[Some records]

============

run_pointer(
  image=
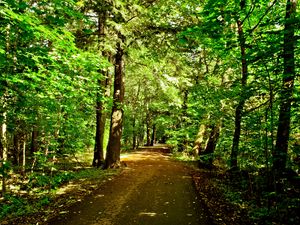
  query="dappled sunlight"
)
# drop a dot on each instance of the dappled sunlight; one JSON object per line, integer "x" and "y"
{"x": 145, "y": 155}
{"x": 151, "y": 214}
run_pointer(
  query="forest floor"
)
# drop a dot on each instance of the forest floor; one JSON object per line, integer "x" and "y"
{"x": 151, "y": 189}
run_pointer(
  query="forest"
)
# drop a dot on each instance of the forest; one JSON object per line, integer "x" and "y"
{"x": 82, "y": 81}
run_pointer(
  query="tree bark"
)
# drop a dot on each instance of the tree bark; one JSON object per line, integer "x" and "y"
{"x": 243, "y": 96}
{"x": 286, "y": 95}
{"x": 114, "y": 144}
{"x": 198, "y": 146}
{"x": 34, "y": 139}
{"x": 98, "y": 159}
{"x": 213, "y": 139}
{"x": 148, "y": 124}
{"x": 153, "y": 135}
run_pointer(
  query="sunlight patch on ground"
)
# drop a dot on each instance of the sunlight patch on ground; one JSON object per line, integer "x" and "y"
{"x": 151, "y": 214}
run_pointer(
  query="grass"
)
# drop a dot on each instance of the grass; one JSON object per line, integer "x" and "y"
{"x": 29, "y": 195}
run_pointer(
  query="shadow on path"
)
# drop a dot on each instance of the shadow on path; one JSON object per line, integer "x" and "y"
{"x": 152, "y": 190}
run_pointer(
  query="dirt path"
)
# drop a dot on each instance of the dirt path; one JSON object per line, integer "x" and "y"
{"x": 152, "y": 190}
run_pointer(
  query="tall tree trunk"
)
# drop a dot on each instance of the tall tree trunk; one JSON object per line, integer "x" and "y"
{"x": 148, "y": 124}
{"x": 210, "y": 146}
{"x": 114, "y": 143}
{"x": 34, "y": 139}
{"x": 213, "y": 139}
{"x": 283, "y": 130}
{"x": 98, "y": 159}
{"x": 198, "y": 145}
{"x": 153, "y": 135}
{"x": 134, "y": 141}
{"x": 243, "y": 96}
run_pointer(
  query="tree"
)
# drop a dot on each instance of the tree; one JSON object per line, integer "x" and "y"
{"x": 286, "y": 95}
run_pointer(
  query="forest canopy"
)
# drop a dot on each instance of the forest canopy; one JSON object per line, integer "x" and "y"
{"x": 217, "y": 80}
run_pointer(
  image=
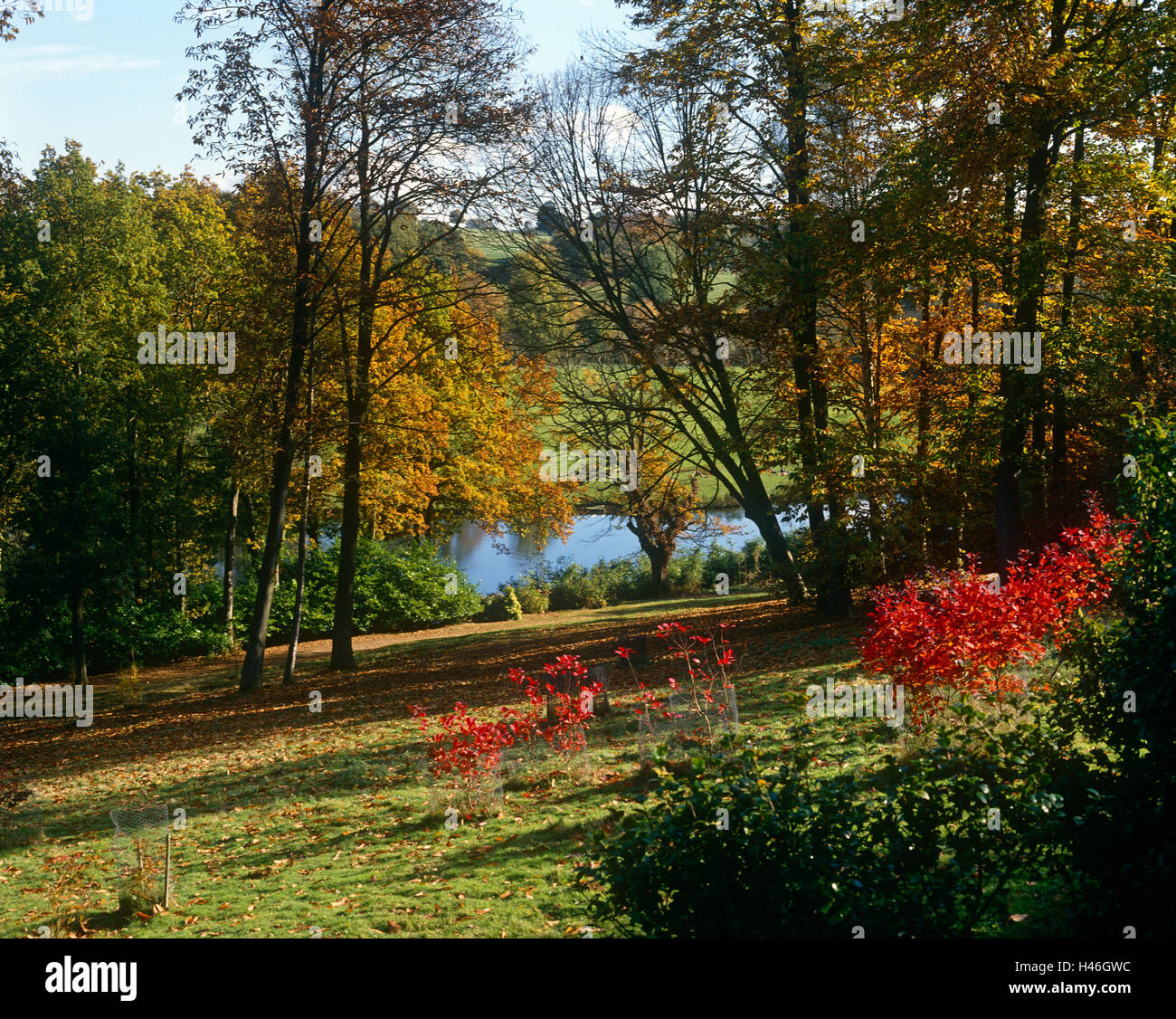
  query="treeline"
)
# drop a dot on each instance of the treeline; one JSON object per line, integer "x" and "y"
{"x": 125, "y": 481}
{"x": 925, "y": 261}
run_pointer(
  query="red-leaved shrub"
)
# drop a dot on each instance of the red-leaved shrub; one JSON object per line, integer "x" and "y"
{"x": 960, "y": 635}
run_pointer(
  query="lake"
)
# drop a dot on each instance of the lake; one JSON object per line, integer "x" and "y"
{"x": 595, "y": 538}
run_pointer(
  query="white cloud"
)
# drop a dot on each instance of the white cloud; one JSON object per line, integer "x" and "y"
{"x": 71, "y": 60}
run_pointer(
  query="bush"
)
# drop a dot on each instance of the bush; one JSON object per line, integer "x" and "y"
{"x": 908, "y": 851}
{"x": 1125, "y": 699}
{"x": 396, "y": 587}
{"x": 534, "y": 596}
{"x": 501, "y": 607}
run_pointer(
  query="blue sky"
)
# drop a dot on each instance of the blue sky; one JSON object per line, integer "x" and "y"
{"x": 109, "y": 79}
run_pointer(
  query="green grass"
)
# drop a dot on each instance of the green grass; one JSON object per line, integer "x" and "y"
{"x": 326, "y": 826}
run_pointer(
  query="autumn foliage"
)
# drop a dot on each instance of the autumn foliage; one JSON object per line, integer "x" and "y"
{"x": 959, "y": 634}
{"x": 469, "y": 748}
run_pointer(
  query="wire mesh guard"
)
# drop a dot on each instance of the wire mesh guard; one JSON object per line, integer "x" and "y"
{"x": 686, "y": 719}
{"x": 20, "y": 817}
{"x": 478, "y": 791}
{"x": 536, "y": 760}
{"x": 142, "y": 852}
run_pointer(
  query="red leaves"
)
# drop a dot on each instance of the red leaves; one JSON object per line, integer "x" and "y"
{"x": 965, "y": 638}
{"x": 469, "y": 748}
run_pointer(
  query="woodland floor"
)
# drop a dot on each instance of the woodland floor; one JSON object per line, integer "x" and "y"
{"x": 304, "y": 824}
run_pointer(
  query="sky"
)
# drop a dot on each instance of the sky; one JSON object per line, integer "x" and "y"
{"x": 106, "y": 73}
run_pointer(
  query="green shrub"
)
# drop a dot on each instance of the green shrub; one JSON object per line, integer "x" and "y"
{"x": 501, "y": 606}
{"x": 1128, "y": 843}
{"x": 534, "y": 596}
{"x": 396, "y": 587}
{"x": 906, "y": 851}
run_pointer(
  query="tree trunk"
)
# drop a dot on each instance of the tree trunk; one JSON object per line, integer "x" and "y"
{"x": 230, "y": 583}
{"x": 300, "y": 581}
{"x": 279, "y": 489}
{"x": 342, "y": 655}
{"x": 78, "y": 631}
{"x": 297, "y": 625}
{"x": 1014, "y": 384}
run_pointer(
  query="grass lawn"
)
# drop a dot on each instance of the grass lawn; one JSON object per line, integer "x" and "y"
{"x": 305, "y": 824}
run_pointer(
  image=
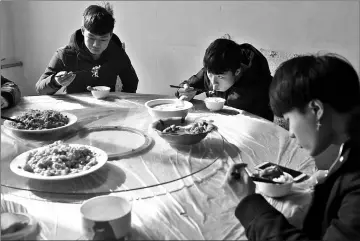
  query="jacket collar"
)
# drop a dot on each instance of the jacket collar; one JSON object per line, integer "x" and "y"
{"x": 342, "y": 157}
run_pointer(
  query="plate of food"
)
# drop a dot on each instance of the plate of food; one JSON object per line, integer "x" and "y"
{"x": 40, "y": 121}
{"x": 177, "y": 130}
{"x": 279, "y": 182}
{"x": 59, "y": 161}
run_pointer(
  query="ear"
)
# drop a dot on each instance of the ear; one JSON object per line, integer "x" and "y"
{"x": 317, "y": 108}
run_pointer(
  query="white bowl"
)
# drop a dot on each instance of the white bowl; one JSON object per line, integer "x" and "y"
{"x": 177, "y": 109}
{"x": 275, "y": 190}
{"x": 100, "y": 92}
{"x": 214, "y": 103}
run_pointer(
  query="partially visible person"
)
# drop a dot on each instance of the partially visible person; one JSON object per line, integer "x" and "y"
{"x": 320, "y": 97}
{"x": 93, "y": 45}
{"x": 10, "y": 93}
{"x": 239, "y": 73}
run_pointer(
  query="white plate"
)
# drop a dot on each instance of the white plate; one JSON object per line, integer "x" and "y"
{"x": 72, "y": 120}
{"x": 101, "y": 158}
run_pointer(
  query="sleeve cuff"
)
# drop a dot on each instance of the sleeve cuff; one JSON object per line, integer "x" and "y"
{"x": 53, "y": 84}
{"x": 250, "y": 208}
{"x": 8, "y": 97}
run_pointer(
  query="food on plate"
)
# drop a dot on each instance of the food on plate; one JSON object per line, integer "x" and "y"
{"x": 215, "y": 99}
{"x": 59, "y": 159}
{"x": 194, "y": 128}
{"x": 95, "y": 71}
{"x": 276, "y": 174}
{"x": 39, "y": 120}
{"x": 12, "y": 222}
{"x": 169, "y": 107}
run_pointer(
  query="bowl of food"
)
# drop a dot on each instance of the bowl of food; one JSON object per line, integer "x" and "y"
{"x": 40, "y": 122}
{"x": 214, "y": 103}
{"x": 167, "y": 108}
{"x": 280, "y": 182}
{"x": 99, "y": 92}
{"x": 178, "y": 131}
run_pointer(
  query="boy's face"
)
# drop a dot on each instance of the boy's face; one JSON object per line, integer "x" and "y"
{"x": 96, "y": 44}
{"x": 222, "y": 82}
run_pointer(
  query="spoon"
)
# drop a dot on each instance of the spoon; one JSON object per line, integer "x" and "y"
{"x": 89, "y": 88}
{"x": 11, "y": 119}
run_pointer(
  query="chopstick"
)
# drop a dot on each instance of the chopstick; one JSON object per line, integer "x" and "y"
{"x": 11, "y": 119}
{"x": 178, "y": 87}
{"x": 236, "y": 175}
{"x": 74, "y": 72}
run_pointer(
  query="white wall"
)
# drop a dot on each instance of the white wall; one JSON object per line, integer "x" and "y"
{"x": 166, "y": 40}
{"x": 6, "y": 32}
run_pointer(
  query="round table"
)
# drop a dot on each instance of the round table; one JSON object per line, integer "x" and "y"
{"x": 176, "y": 191}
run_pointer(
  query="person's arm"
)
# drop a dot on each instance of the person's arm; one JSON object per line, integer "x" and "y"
{"x": 263, "y": 222}
{"x": 10, "y": 92}
{"x": 47, "y": 85}
{"x": 196, "y": 81}
{"x": 127, "y": 74}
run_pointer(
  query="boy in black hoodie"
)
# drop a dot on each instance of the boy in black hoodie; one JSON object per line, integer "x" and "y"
{"x": 239, "y": 73}
{"x": 94, "y": 44}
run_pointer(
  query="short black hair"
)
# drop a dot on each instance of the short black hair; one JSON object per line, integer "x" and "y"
{"x": 329, "y": 78}
{"x": 99, "y": 20}
{"x": 222, "y": 55}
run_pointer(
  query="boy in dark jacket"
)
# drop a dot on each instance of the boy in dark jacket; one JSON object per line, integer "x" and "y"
{"x": 94, "y": 44}
{"x": 303, "y": 91}
{"x": 10, "y": 93}
{"x": 238, "y": 73}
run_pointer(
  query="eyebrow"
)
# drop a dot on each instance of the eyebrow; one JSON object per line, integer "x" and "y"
{"x": 94, "y": 36}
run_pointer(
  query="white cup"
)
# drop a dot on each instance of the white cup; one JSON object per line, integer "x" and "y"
{"x": 106, "y": 218}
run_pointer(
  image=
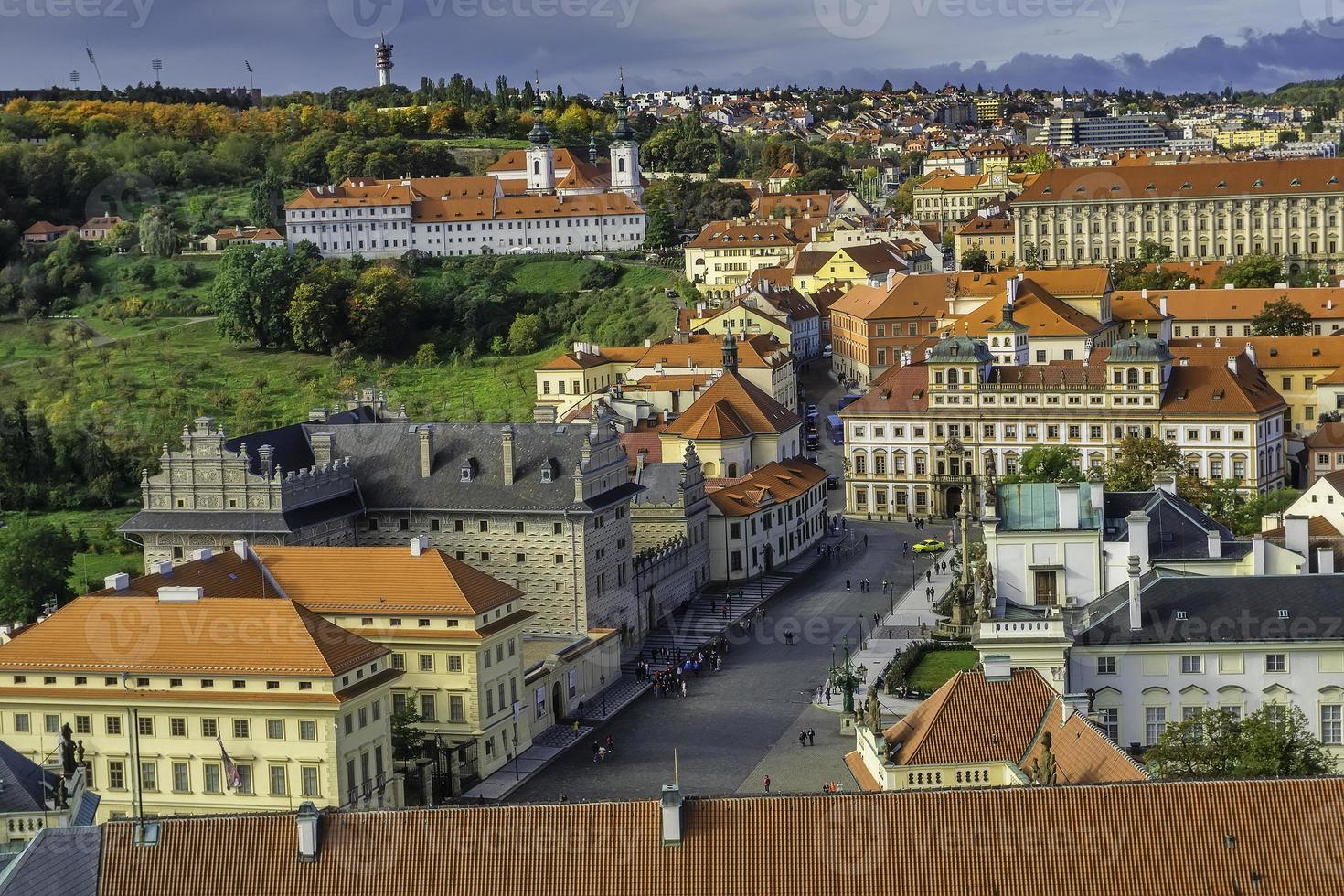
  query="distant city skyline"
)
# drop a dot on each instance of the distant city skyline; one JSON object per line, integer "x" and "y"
{"x": 1200, "y": 45}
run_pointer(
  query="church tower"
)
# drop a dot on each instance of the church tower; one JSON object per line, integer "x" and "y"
{"x": 540, "y": 155}
{"x": 625, "y": 151}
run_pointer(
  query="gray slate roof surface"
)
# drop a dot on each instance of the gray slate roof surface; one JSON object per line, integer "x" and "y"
{"x": 1227, "y": 610}
{"x": 385, "y": 460}
{"x": 59, "y": 861}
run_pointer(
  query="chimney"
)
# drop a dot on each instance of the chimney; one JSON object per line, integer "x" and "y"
{"x": 1136, "y": 607}
{"x": 1138, "y": 538}
{"x": 671, "y": 815}
{"x": 322, "y": 443}
{"x": 508, "y": 454}
{"x": 426, "y": 443}
{"x": 1296, "y": 539}
{"x": 308, "y": 824}
{"x": 1066, "y": 495}
{"x": 180, "y": 594}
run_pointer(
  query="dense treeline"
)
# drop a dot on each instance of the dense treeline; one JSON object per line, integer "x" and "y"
{"x": 56, "y": 469}
{"x": 463, "y": 308}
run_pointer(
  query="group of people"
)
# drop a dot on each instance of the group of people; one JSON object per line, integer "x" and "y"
{"x": 672, "y": 678}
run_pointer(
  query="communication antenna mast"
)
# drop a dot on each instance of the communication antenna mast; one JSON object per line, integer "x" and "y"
{"x": 96, "y": 70}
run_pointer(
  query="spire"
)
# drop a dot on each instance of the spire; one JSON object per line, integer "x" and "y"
{"x": 623, "y": 129}
{"x": 539, "y": 134}
{"x": 730, "y": 352}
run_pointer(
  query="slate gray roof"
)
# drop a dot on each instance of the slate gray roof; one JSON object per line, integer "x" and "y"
{"x": 59, "y": 861}
{"x": 243, "y": 521}
{"x": 385, "y": 460}
{"x": 1178, "y": 529}
{"x": 1227, "y": 610}
{"x": 22, "y": 786}
{"x": 661, "y": 484}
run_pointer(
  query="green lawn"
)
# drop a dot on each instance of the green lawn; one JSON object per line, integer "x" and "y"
{"x": 103, "y": 557}
{"x": 940, "y": 666}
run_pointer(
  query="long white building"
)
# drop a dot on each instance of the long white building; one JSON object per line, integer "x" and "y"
{"x": 535, "y": 200}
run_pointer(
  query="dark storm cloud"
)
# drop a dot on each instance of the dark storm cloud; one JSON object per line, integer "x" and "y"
{"x": 664, "y": 43}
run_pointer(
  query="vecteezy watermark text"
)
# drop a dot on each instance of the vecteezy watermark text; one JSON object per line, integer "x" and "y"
{"x": 1108, "y": 11}
{"x": 366, "y": 19}
{"x": 137, "y": 11}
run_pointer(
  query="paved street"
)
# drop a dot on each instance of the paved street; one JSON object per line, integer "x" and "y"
{"x": 742, "y": 723}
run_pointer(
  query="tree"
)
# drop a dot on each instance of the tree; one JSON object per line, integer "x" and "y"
{"x": 380, "y": 308}
{"x": 1047, "y": 464}
{"x": 408, "y": 741}
{"x": 1281, "y": 317}
{"x": 1137, "y": 460}
{"x": 1253, "y": 272}
{"x": 1273, "y": 741}
{"x": 975, "y": 258}
{"x": 317, "y": 311}
{"x": 157, "y": 235}
{"x": 268, "y": 202}
{"x": 35, "y": 559}
{"x": 525, "y": 335}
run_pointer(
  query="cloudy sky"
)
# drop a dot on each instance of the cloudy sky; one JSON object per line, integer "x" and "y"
{"x": 1168, "y": 45}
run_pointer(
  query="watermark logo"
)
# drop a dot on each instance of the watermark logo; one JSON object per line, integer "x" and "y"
{"x": 122, "y": 633}
{"x": 134, "y": 11}
{"x": 366, "y": 19}
{"x": 852, "y": 19}
{"x": 1324, "y": 16}
{"x": 125, "y": 195}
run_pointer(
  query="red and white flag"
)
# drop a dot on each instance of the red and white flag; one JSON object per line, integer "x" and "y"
{"x": 231, "y": 775}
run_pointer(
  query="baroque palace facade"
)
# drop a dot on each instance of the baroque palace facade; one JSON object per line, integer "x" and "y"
{"x": 933, "y": 432}
{"x": 1215, "y": 209}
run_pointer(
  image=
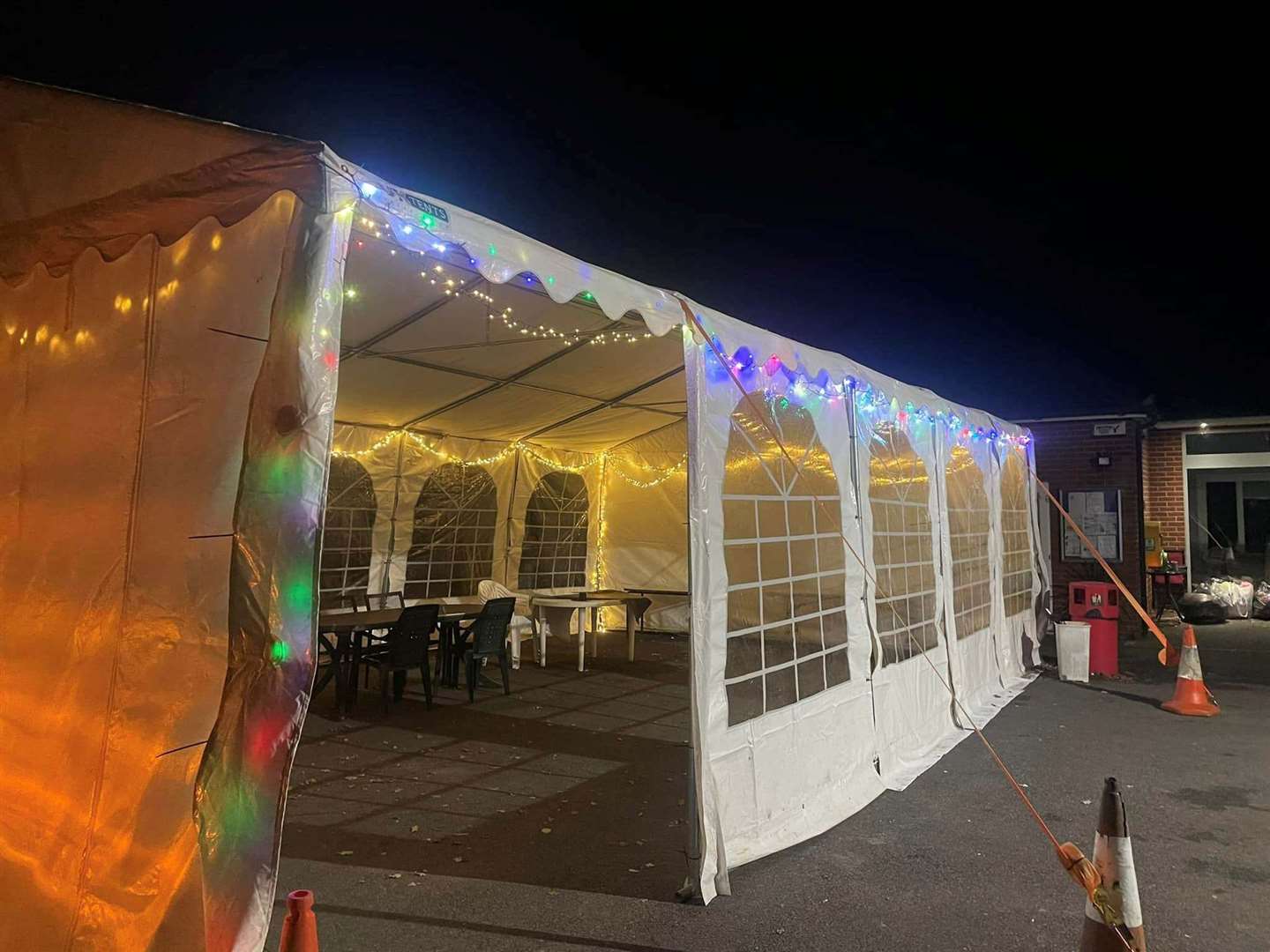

============

## Objective
Count the lines in the material above that contain the string "chopstick", treating case as significant, and give only the number.

## Exercise output
2